━━ DOCUMENT PASSAGE

I have been asked quite a few times:  "How did you learn to write?"    "Did you go to college or something?"  My fast answer to both questions is,   "No. I didn't even like high school, except for the "fun" I had."

But....you know I have given those two questions more thought as of late.  I have changed my answer.  "Yes, I did go to college, just not the one with all those big buildings, dorm rooms, and huge classrooms with a professor standing down in front.  In my college, I didn't learn to be a doctor, a nurse, an engineer, or a teacher.  In my college, I learned to forgive and to forget.  I learned how to say good bye to grudges.  I learned how to break down walls and let love and compassion flow into my heart.  I learned to accept myself and be thankful for the place God has put me in.  I learned to see the beauty all around me, and be thankful for all things, even the smallest little thing.  I learned how to choose to think positive and to speak positive.

Do you know what?  I will never "graduate"!!  I will always be going to this college!!  Yes, I'm enrolled for a lifetime. 

I always use to think that I hated school.  I didn't appreciate studying.  But you know what?  I LOVE this school!!!  There is something around every corner.  I feel humbled when I say "this college has no tuition."  It is free to me because of the love and grace of God and the willingness of others to be used for my benefit.   For this I am eternally thankful.

I don't receive a 90%,  a 30% or a 50% grade.  I just get this happy feeling, or a peaceful feeling, or sometimes an uneasy or nervous feeling.  Sometimes a prayerful feeling or a feeling of deep concern.  This is how I'm graded. One of the best things about my college is that I'm the only student in  my class.  Lots of times it is just God and me.

My "classrooms" are a number of different places, and I love them all.  There is a special "spirit" in each one, a special lesson just for me.  God knows just what I need to become strong enough to face whatever is in my future.  Everyday He teaches me to trust just a little bit more.

Sometimes there is a feeling of uneasiness inside of me that just can't be quieted. A worry or concern.  When this happens I love to go out under the big open skies.  Sometimes I get busy.  I love to load up our weed whip with its tree blade and head to the pasture.  I can spend hours out there cutting little trees and piling them up. Smelling the fresh air, feeling the wind on my face, and the freedom of the open space just settles me down.  The thought comes to me,  "I made all of this that you see...so trust Me."

Sometimes I choose just to set.  Set out on the hillside, there in the grass, my legs bent at the knees and my arms wrapped around my knees.  I just set there, looking west as another day comes to a end.  I listen...a meadowlark calls to me from somewhere in the grasses.  I look off into the distance.  I see pasture grass waving in the breeze, a creek bed winding here and there with trees along its banks.  A old barb wire fence held up by hedge post, a worked field.  On and on my eyes roam while setting there in my "hillside" classroom. 

The sky turns a crimson red and orange as the sun is gone from sight, painting the tips of small clouds a pale pink.  Out of no where comes the call of a lone coyote, my beautiful "call of the wild."  Still I set as darkness falls around me now.  The first star appears in the darkening sky and I make a wish.

━━━━

CHALLENGES:
(1) Decide whether each statement agrees with the essay about a lifelong college. Answer yes or no, and quote the deciding words. (a) The writer's college charges no tuition. (b) The writer shares the class with several other students. (c) The writer expects to graduate someday.
(2) Please name the bird that calls to the writer from the grasses in the essay about a lifelong college.
(3) Extend the essay about a lifelong college from its final sentence.
The material after this point is unrelated to the essay about a lifelong college.

━━ DATASET ROWS

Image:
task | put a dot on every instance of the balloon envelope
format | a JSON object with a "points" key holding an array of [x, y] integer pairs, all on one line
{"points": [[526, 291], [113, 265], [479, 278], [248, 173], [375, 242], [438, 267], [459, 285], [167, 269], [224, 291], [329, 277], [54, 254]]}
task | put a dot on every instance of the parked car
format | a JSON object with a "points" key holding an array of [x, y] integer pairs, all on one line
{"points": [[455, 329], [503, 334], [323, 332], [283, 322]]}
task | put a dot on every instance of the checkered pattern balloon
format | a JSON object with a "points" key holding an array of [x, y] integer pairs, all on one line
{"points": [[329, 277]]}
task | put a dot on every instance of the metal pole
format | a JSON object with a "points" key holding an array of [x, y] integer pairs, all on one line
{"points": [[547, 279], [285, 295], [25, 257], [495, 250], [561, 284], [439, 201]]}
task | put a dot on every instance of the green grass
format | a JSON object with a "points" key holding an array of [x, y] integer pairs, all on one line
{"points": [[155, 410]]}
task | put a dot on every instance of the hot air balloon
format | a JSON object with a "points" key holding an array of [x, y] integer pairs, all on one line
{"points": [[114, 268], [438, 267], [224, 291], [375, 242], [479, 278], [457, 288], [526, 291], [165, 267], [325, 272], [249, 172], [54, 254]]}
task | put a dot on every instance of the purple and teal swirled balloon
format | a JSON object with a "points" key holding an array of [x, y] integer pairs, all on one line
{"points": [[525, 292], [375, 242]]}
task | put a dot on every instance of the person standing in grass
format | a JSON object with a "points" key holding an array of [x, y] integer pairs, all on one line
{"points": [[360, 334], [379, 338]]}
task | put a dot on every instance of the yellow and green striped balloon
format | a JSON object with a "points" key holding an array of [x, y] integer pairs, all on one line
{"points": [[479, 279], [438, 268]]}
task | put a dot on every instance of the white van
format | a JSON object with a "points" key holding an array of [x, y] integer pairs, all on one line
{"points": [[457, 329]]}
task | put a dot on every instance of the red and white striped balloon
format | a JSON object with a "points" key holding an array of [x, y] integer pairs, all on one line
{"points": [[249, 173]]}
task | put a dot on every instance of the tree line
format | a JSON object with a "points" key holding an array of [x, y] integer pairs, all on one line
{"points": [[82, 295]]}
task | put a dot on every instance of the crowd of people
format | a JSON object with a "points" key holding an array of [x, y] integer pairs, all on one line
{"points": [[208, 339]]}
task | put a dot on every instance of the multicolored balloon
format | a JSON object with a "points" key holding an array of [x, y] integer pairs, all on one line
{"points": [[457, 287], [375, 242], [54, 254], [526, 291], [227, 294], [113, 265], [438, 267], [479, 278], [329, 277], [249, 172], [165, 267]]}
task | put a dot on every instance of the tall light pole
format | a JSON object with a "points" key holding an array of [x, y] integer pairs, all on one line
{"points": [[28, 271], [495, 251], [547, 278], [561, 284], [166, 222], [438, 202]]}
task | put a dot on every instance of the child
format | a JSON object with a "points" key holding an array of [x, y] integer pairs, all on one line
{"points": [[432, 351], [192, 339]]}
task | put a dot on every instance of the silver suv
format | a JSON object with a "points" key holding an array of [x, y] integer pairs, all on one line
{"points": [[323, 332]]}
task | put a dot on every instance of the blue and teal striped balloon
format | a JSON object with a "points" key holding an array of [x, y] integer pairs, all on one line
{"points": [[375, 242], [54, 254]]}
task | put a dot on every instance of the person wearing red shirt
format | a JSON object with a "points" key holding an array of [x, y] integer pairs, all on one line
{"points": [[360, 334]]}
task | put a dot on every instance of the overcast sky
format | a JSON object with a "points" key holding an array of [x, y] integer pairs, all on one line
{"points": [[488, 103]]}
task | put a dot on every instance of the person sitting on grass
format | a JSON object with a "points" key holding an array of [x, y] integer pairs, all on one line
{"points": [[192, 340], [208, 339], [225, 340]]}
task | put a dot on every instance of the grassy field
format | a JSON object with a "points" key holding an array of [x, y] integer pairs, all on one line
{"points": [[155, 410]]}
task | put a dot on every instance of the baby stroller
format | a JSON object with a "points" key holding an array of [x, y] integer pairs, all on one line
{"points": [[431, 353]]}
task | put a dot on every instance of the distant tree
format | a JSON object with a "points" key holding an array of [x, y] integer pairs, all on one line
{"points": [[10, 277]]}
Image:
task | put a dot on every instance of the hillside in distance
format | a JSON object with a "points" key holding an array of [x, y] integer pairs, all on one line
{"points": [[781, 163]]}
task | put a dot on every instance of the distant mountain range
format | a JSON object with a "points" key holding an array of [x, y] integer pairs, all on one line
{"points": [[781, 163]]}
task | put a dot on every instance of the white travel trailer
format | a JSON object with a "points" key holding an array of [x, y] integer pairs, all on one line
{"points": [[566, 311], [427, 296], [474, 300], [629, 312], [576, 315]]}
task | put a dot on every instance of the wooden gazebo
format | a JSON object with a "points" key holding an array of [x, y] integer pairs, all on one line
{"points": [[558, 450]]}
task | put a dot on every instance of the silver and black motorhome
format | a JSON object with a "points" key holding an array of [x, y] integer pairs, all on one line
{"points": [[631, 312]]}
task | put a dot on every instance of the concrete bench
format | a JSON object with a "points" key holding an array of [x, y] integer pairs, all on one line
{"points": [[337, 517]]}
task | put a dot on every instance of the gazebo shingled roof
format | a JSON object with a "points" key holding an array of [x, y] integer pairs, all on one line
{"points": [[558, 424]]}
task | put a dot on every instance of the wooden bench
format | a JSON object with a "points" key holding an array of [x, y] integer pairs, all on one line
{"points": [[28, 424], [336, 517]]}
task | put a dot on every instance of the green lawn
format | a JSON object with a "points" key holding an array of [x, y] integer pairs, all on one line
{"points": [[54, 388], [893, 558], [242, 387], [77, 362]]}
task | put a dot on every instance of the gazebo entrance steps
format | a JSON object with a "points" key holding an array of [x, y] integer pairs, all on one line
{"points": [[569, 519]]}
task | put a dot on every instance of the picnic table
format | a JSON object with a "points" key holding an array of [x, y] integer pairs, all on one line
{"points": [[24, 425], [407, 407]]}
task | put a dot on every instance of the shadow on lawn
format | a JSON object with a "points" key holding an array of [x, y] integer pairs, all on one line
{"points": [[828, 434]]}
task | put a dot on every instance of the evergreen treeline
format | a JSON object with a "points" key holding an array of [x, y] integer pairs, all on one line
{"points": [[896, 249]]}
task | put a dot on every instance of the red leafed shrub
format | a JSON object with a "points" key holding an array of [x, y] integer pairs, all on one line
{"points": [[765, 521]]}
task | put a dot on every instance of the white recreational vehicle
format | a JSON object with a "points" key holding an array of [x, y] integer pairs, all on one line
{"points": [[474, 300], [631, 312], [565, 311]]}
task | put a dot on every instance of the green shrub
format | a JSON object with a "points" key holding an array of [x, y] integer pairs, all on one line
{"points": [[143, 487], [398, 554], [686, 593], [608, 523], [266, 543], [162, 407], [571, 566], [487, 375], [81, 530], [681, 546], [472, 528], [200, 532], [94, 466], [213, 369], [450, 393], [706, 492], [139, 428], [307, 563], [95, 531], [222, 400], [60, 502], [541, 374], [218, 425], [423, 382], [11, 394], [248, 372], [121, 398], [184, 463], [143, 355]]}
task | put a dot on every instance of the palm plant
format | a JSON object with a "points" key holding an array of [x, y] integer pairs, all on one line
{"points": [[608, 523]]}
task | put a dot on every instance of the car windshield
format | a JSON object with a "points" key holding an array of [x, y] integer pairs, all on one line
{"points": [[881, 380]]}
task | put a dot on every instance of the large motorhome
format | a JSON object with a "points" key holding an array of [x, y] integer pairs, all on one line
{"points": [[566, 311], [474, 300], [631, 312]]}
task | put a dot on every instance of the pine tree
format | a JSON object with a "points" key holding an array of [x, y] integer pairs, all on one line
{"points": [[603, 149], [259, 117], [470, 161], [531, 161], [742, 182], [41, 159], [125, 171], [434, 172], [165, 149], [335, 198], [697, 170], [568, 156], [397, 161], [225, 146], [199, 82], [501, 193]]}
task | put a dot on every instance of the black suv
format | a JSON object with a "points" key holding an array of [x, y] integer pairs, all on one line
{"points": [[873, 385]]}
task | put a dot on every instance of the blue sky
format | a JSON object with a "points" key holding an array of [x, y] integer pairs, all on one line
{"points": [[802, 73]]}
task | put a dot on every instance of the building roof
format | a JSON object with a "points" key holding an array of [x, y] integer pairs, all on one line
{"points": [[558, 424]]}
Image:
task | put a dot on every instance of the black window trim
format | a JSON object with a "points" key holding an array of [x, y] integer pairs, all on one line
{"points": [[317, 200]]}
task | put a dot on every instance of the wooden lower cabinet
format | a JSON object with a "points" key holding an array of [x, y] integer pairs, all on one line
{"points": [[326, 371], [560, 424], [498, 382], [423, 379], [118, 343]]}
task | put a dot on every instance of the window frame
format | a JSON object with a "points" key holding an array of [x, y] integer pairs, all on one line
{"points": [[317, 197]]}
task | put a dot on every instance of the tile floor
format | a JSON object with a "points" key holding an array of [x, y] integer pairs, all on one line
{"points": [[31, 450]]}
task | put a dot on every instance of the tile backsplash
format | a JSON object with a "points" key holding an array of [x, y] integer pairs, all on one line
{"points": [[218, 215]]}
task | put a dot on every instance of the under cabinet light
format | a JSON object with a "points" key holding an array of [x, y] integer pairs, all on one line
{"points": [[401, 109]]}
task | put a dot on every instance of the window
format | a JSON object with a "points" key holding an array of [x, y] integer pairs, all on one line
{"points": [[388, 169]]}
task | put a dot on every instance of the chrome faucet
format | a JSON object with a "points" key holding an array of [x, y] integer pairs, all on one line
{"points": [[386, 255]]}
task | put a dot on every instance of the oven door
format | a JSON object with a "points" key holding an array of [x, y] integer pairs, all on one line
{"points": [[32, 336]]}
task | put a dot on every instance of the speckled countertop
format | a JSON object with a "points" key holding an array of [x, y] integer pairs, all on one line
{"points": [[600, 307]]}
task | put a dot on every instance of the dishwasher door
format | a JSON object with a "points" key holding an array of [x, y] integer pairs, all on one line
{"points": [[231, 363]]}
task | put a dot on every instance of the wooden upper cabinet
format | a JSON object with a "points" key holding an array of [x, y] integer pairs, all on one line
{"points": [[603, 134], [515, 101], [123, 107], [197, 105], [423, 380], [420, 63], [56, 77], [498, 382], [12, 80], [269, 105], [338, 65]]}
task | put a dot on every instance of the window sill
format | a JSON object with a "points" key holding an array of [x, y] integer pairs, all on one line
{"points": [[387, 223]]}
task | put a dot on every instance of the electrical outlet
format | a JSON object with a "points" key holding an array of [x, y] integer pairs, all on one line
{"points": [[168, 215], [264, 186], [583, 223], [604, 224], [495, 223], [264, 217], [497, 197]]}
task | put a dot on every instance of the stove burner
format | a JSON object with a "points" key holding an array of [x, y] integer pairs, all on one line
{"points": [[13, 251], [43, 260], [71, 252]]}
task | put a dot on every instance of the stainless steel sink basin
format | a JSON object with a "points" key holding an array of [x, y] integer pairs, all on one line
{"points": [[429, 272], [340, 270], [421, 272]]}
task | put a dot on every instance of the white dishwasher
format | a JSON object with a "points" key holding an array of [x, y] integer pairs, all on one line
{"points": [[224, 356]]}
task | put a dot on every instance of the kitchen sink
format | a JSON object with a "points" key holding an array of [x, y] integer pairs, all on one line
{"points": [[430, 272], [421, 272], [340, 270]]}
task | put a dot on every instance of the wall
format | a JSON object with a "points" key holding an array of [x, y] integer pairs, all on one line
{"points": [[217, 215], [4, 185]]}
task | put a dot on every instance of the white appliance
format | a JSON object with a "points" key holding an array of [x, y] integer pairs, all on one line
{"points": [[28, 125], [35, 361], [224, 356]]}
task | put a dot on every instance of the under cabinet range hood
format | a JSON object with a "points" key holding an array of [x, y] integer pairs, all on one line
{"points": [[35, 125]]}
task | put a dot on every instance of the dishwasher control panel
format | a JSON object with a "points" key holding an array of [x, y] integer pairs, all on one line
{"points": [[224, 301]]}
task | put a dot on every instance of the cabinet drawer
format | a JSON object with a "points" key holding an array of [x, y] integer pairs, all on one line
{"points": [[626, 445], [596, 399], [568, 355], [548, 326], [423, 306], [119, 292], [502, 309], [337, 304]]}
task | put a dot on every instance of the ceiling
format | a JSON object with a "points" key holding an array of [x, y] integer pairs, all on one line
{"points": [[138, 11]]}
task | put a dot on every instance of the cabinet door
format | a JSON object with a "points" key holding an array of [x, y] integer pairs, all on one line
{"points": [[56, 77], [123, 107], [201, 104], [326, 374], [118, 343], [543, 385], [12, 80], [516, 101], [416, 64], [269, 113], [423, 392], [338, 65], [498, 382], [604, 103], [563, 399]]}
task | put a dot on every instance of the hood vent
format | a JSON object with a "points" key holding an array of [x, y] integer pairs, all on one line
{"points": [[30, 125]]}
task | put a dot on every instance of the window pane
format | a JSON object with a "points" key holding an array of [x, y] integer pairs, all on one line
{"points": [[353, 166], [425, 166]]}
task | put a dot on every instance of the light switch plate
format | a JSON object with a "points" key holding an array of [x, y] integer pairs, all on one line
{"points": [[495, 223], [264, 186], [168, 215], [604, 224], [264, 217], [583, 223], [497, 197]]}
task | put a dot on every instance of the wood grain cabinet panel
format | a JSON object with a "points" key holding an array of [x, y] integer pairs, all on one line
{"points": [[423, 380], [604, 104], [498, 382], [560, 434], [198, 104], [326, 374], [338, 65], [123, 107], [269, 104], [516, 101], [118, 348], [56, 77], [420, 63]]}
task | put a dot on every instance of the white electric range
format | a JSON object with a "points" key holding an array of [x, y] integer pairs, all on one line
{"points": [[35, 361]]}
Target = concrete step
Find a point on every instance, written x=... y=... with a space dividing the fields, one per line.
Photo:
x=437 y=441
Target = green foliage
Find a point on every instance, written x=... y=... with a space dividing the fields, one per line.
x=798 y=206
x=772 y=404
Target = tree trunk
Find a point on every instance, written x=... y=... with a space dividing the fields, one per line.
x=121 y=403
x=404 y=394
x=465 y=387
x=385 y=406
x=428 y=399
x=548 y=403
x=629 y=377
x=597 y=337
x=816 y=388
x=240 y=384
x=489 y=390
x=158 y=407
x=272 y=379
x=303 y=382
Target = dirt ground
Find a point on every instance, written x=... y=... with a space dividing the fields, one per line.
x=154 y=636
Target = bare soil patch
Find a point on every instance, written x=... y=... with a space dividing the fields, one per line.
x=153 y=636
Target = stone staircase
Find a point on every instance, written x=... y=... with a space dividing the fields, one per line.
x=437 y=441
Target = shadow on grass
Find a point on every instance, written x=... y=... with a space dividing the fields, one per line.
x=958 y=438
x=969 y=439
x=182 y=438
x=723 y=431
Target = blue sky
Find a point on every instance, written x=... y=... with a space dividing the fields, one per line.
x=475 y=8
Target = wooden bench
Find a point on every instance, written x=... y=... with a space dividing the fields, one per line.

━━━━

THE RESULTS:
(1)
(a) Yes: "this college has no tuition."
(b) No: "One of the best things about my college is that I'm the only student"
(c) No: "Yes, I'm enrolled for a lifetime."

(2) A meadowlark.

(3)
Sometimes if I'm out there on the right night, the full moon rises up behind me.  That big bright ball of yellow is my friend.  Something about its soft romance light just makes me cry.  It makes everything around me look so at peace...even my heart.

Sometimes my classroom is right here in my own home, and my grandchildren are my professors.  Their simple acceptance of me, of their parents, or life itself, is so touching.  When they reach up and put their little hand in mine...so trusting. 

I have always been a grandma that would worry if I had the right things for them to play with when they would visit.  Of course this would bring an unrest.  Well the other day I was asking them what they would enjoy doing or playing with when they visit at Christmas.  This is what they told me:  "Grandma, don't worry so much, we just love to be with you.  We love to ride with Grandpa on the tractor and help you do your chores.  We love playing with our cousins.  We have fun just being at your house."  So in this "classroom" I learned you don't have to get a lot of things to have "fun".  They just want to be close to you, swim in the old stock tank, or have fun in the snow, or slide on the ice with Grandpa, or take a snow ride on the old tire behind the four wheeler, little cheeks all red and rosy, hot cocoa waiting in the warm kitchen.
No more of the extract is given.